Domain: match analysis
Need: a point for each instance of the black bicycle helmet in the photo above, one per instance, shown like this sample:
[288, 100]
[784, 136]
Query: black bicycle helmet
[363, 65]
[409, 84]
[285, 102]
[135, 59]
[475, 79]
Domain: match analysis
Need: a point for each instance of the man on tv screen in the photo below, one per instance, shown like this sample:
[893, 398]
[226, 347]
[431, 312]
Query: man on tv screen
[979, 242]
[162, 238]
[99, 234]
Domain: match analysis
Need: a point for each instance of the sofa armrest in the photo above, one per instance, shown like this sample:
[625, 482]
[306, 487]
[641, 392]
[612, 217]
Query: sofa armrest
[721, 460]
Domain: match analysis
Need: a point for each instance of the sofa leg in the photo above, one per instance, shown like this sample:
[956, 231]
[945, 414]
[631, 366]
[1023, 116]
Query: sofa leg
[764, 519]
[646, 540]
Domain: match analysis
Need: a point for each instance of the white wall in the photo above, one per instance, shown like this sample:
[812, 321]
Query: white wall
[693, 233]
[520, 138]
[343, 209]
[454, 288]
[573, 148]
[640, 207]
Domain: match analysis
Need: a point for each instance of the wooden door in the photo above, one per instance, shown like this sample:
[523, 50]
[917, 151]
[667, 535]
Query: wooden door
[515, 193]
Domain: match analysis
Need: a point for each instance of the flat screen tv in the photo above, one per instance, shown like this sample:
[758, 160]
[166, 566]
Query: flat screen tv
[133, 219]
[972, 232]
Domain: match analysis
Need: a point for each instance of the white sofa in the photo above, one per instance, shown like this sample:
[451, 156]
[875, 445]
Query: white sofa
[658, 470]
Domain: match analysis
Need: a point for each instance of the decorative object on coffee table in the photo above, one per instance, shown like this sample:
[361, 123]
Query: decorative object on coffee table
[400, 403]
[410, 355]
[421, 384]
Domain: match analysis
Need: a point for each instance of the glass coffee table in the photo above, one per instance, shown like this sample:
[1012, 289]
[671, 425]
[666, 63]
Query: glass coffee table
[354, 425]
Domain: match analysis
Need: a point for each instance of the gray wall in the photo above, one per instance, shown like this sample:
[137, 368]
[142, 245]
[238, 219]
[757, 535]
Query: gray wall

= = = = = = =

WHAT YOU NEED TO DO ->
Exactly as written above, reproduce all of the entries.

ANSWER SPACE ->
Domain: match analysis
Need: a point for each instance of the black bicycle helmet in the photo above, one per instance, shown like this sample:
[288, 100]
[784, 136]
Query: black bicycle helmet
[363, 65]
[409, 84]
[285, 102]
[135, 59]
[475, 79]
Domain: match analysis
Need: a point for each instance of the man on tv screen in the photo below, one per instance, shown like this sample:
[893, 398]
[226, 347]
[431, 312]
Query: man on tv screen
[979, 242]
[162, 238]
[99, 234]
Domain: match analysis
Need: a point for each instance of the sofa armrest in the photo above, one per instance, shown like this sample:
[625, 482]
[306, 487]
[641, 392]
[612, 217]
Query: sofa armrest
[721, 460]
Domain: match analysis
Need: a point for each instance of the sofa leg in the photo above, one per instance, shown like this sample:
[956, 231]
[945, 414]
[631, 366]
[1023, 116]
Query: sofa leg
[764, 519]
[646, 540]
Domain: match analysis
Need: a point for each instance of the white wall in the photo above, one per instance, shown like this sample:
[812, 321]
Query: white wall
[693, 233]
[520, 138]
[343, 209]
[454, 288]
[573, 148]
[640, 207]
Domain: match analysis
Need: a point for each instance of the wooden door in the photo above, one per instance, shown like this sample:
[523, 50]
[917, 151]
[667, 535]
Query: wooden door
[515, 193]
Domain: match analysis
Need: a point for each instance of the flat screen tv in the photo above, one per instance, shown like this sample:
[758, 160]
[166, 566]
Query: flat screen tv
[133, 219]
[972, 232]
Domain: match analysis
Need: a point for each instance of the white sofa in the photo above, one per instance, shown like this sample:
[451, 156]
[875, 445]
Query: white sofa
[658, 470]
Domain: match analysis
Need: a point for each instance of the decorative object on coffee table in the photo above, one per instance, shown like this sample:
[361, 123]
Query: decorative object on coffee table
[400, 403]
[410, 355]
[421, 384]
Domain: match analysis
Need: a point for each instance of the glass coffee table in the photo above, one per instance, shown like this sample:
[1012, 289]
[671, 425]
[666, 63]
Query: glass coffee table
[354, 425]
Domain: match analysis
Need: a point for each instance of the gray wall in the photo above, one per instance, shown like this sample:
[137, 368]
[142, 245]
[238, 219]
[757, 535]
Query: gray wall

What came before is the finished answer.